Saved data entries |
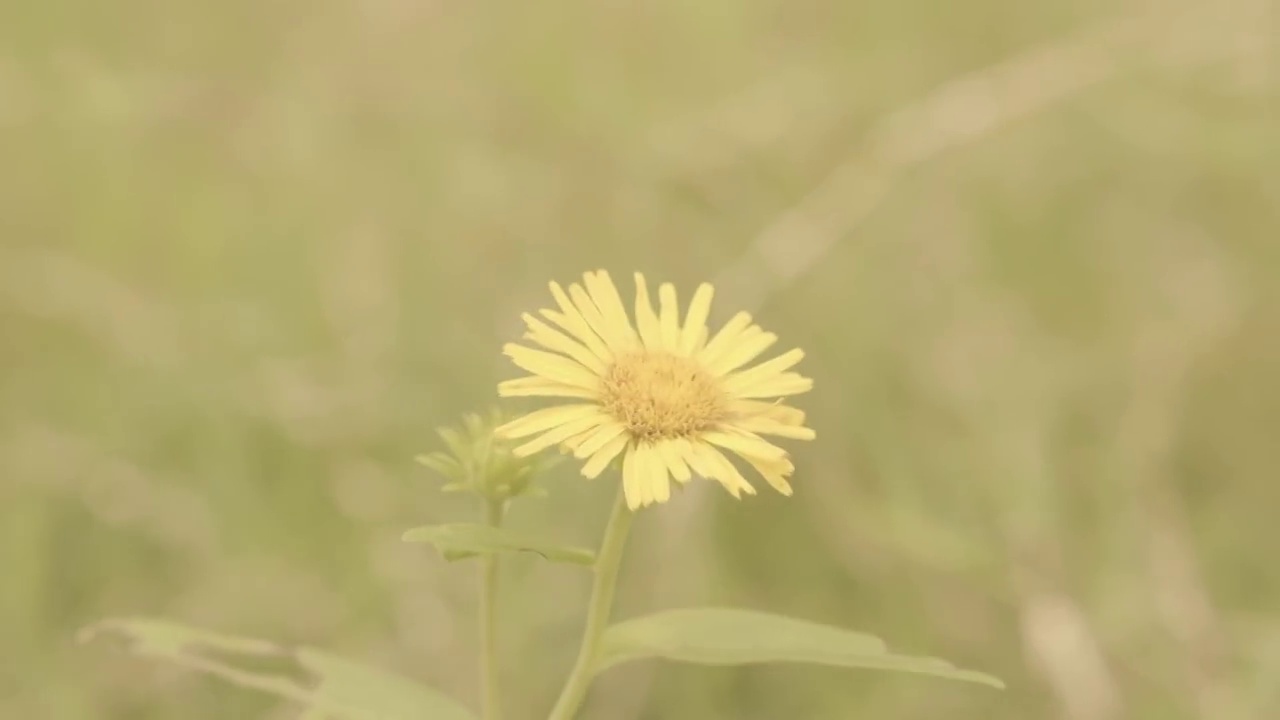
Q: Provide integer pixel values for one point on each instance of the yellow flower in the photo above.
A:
(658, 393)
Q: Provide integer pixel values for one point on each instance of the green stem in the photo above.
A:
(492, 697)
(598, 611)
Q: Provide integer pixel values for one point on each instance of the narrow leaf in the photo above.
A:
(460, 541)
(713, 636)
(327, 684)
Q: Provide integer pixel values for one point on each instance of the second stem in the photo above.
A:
(492, 696)
(606, 580)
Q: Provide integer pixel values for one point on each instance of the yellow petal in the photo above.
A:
(632, 484)
(552, 367)
(668, 317)
(773, 410)
(608, 332)
(777, 386)
(609, 301)
(673, 458)
(657, 479)
(695, 322)
(600, 460)
(746, 445)
(558, 434)
(764, 370)
(767, 427)
(551, 338)
(647, 322)
(536, 386)
(544, 419)
(726, 473)
(572, 320)
(598, 438)
(748, 347)
(735, 327)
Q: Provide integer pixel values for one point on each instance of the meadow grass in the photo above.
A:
(252, 254)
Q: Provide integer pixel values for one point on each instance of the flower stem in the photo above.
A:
(492, 697)
(607, 563)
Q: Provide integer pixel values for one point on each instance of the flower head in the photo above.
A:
(659, 393)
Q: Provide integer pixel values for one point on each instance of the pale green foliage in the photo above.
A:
(476, 461)
(458, 541)
(720, 636)
(327, 684)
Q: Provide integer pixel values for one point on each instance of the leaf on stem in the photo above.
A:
(714, 636)
(460, 541)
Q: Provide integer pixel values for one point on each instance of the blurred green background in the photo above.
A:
(251, 254)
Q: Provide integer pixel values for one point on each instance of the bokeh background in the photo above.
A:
(251, 254)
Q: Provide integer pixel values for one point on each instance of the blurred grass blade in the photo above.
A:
(461, 540)
(324, 683)
(713, 636)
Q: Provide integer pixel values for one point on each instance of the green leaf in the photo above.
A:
(462, 540)
(327, 684)
(713, 636)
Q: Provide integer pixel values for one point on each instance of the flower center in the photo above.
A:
(661, 396)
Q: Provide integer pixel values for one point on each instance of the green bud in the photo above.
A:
(475, 460)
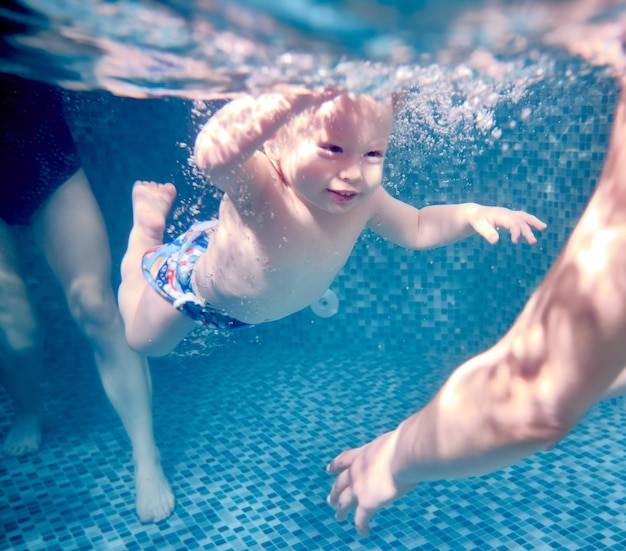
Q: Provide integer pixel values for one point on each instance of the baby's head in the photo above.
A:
(346, 112)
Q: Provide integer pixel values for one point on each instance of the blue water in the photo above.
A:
(504, 109)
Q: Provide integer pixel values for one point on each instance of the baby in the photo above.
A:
(301, 174)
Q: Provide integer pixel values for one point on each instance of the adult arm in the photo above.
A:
(564, 351)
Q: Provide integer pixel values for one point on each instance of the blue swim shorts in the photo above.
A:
(168, 269)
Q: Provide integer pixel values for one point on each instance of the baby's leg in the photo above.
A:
(20, 355)
(72, 233)
(151, 205)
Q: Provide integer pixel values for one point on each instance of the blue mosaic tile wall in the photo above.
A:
(461, 296)
(246, 425)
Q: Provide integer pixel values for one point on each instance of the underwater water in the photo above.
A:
(509, 103)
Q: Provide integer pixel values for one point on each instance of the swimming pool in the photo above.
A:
(246, 424)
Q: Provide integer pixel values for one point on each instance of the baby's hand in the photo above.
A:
(487, 220)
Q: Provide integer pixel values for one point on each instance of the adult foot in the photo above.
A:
(24, 437)
(155, 499)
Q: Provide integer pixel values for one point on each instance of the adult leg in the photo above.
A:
(71, 231)
(20, 352)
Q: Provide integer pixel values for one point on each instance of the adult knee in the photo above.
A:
(92, 304)
(19, 328)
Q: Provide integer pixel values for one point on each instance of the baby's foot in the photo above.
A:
(152, 203)
(155, 499)
(24, 437)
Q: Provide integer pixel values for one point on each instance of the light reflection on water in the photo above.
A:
(204, 48)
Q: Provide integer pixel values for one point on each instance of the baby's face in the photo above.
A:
(336, 162)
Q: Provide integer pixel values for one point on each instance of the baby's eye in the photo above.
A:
(331, 148)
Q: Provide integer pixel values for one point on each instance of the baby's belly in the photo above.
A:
(263, 296)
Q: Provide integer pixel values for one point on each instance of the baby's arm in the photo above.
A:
(439, 225)
(227, 144)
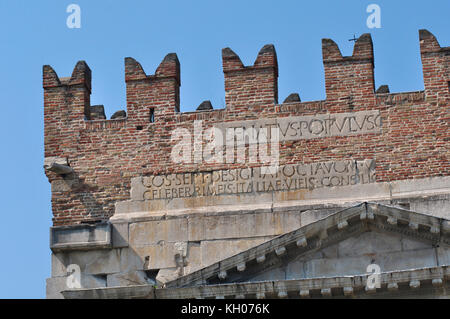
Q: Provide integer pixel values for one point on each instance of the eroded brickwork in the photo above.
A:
(106, 154)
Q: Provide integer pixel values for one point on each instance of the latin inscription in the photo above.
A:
(256, 180)
(314, 126)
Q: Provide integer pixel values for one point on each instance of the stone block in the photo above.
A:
(166, 275)
(58, 264)
(443, 254)
(77, 237)
(158, 256)
(96, 261)
(119, 233)
(369, 243)
(411, 244)
(54, 286)
(93, 281)
(403, 260)
(152, 232)
(330, 267)
(216, 250)
(131, 278)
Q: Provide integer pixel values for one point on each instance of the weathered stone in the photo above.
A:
(382, 89)
(369, 243)
(98, 112)
(213, 251)
(204, 106)
(80, 236)
(293, 97)
(119, 115)
(54, 286)
(152, 232)
(119, 233)
(128, 279)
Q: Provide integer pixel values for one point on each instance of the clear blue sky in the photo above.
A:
(34, 33)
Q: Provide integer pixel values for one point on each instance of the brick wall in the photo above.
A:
(106, 154)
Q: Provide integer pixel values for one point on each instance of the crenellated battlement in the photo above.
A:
(105, 154)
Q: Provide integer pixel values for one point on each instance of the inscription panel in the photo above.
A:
(254, 180)
(314, 126)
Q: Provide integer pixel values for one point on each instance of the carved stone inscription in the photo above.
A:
(314, 126)
(254, 180)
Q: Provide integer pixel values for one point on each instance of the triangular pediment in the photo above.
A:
(342, 244)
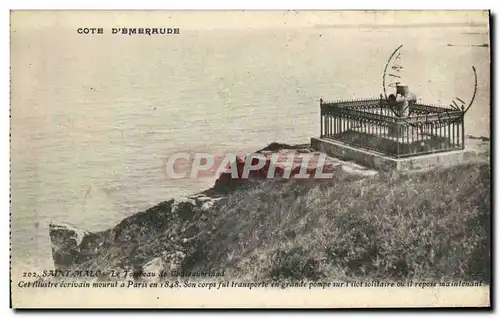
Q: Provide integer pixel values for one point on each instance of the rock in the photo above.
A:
(72, 246)
(152, 270)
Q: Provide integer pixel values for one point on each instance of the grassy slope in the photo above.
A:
(432, 225)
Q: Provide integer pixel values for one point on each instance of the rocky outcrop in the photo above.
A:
(72, 246)
(128, 245)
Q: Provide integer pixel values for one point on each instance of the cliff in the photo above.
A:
(360, 223)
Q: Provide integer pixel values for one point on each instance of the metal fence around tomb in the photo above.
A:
(372, 124)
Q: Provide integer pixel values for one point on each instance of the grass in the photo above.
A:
(432, 225)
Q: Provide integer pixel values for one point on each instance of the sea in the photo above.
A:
(94, 118)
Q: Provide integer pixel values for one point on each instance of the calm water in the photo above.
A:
(94, 118)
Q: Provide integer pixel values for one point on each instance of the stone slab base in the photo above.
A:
(382, 162)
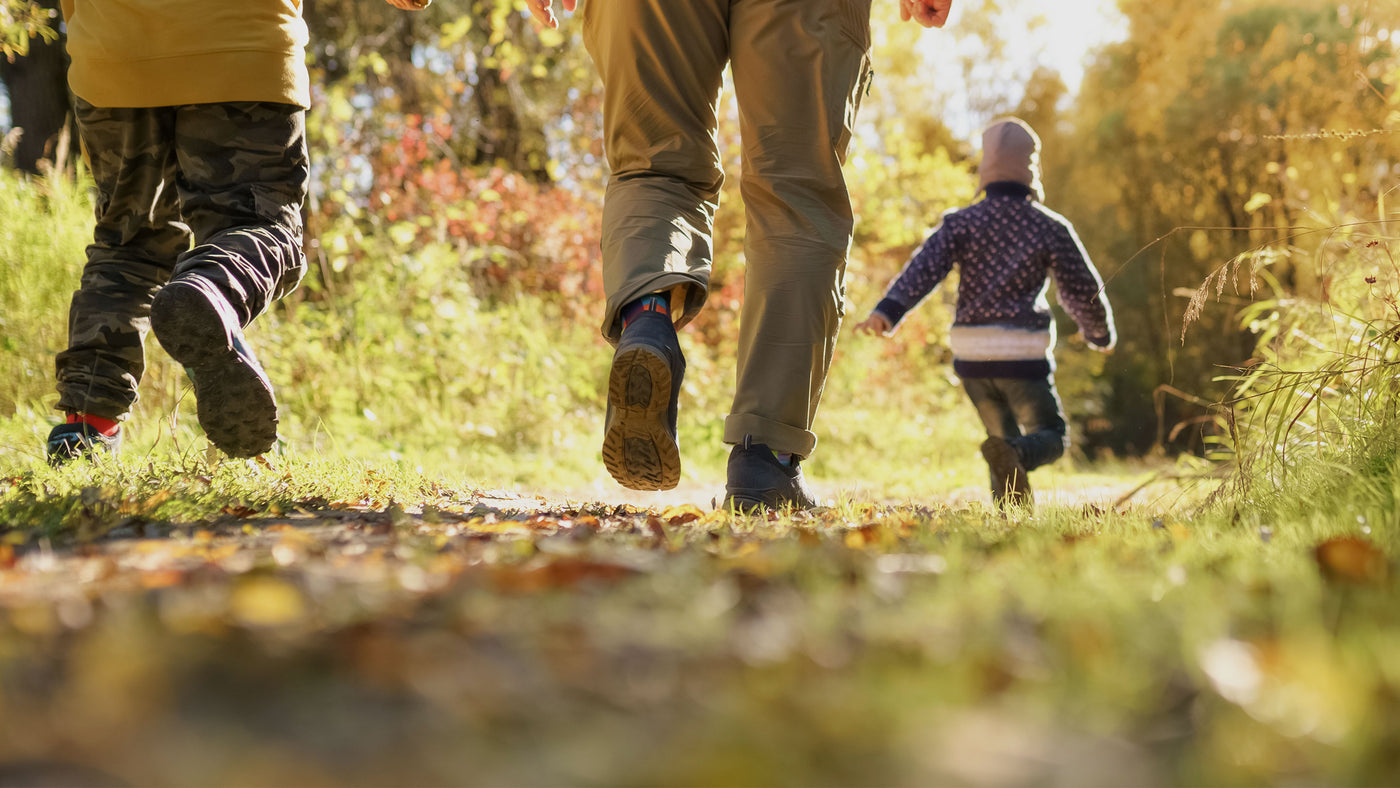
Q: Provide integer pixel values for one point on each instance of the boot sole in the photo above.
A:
(234, 398)
(1004, 462)
(639, 448)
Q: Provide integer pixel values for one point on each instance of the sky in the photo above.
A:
(1059, 34)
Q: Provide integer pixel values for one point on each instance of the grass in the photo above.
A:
(437, 636)
(387, 599)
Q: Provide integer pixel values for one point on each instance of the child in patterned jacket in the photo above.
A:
(1007, 248)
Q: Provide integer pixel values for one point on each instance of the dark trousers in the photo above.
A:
(231, 177)
(1026, 413)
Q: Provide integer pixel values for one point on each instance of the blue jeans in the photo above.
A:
(1026, 413)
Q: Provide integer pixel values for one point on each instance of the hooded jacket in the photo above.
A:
(171, 52)
(1007, 249)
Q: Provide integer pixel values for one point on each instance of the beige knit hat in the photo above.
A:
(1011, 151)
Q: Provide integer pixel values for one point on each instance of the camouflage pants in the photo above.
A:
(231, 177)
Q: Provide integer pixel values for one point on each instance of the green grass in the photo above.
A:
(370, 606)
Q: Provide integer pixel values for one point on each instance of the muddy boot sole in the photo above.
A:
(639, 448)
(234, 398)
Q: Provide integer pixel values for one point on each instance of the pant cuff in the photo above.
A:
(696, 293)
(773, 434)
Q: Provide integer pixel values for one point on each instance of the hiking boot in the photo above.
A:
(640, 445)
(758, 480)
(198, 328)
(80, 441)
(1010, 483)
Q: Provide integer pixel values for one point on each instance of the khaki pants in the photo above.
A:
(800, 72)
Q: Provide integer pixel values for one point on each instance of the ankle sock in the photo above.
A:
(104, 426)
(653, 303)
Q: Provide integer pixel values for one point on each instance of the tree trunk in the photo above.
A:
(39, 107)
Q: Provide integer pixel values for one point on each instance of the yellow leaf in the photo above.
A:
(1256, 202)
(266, 602)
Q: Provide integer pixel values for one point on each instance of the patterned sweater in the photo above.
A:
(1007, 248)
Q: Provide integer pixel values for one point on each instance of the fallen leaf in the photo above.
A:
(266, 602)
(682, 514)
(1351, 559)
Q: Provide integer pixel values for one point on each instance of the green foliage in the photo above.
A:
(1214, 130)
(20, 21)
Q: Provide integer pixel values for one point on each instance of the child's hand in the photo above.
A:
(928, 13)
(877, 324)
(543, 10)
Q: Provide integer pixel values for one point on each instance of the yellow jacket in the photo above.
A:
(170, 52)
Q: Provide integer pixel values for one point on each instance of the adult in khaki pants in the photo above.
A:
(800, 72)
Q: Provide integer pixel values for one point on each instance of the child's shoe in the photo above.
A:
(1010, 483)
(198, 328)
(640, 445)
(758, 480)
(80, 441)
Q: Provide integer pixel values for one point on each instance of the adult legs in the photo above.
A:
(661, 65)
(800, 70)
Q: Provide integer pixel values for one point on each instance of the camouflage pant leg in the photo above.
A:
(135, 245)
(234, 172)
(242, 200)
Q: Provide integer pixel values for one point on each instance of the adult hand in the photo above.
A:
(543, 10)
(928, 13)
(877, 324)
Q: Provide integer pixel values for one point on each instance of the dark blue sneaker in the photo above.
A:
(640, 445)
(759, 482)
(198, 328)
(80, 441)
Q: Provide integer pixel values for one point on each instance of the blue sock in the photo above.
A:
(653, 303)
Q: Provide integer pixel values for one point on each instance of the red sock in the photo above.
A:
(654, 303)
(105, 426)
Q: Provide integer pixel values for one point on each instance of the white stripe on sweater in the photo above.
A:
(1000, 343)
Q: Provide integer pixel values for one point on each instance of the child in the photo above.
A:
(192, 118)
(1007, 247)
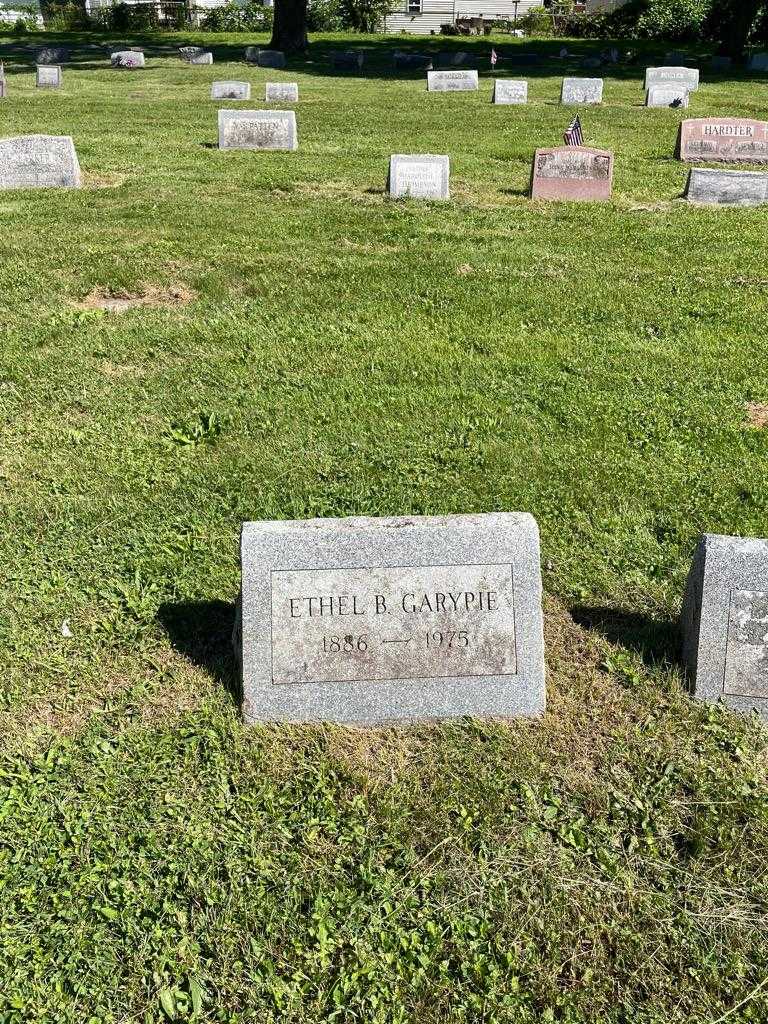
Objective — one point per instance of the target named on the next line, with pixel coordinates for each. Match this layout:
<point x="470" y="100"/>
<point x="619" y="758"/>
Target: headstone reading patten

Goal | All lines from the one containing "adult hand in the photo above." through the end of the entries, both ends included, should be written out exactly, with no pictures.

Response below |
Q: Provide integer pixel values for one point on each instance of the adult hand in the photo above.
A:
(543, 10)
(928, 13)
(877, 324)
Q: Provide integer pixel values for one point on each instance of the dark blue sneaker in the photo above.
A:
(640, 445)
(759, 482)
(198, 328)
(80, 441)
Q: Provide integer pixel values for one point on each instance of the blue sock in the photo above.
A:
(653, 303)
Q: Provide integer pixel values for one point on each instance of the red sock in the photo above.
A:
(654, 303)
(105, 426)
Q: Provide integer pixel values for one point on each instance of the white stripe on sweater in the photo above.
A:
(1000, 343)
Q: Provide integer pixel values for one point on each instance of the child in the photo above.
A:
(192, 118)
(1007, 247)
Objective — one point per instance of the target named on the next line, with pixel coordinates for each. Match this layout:
<point x="470" y="100"/>
<point x="619" y="758"/>
Target: headstone reading patten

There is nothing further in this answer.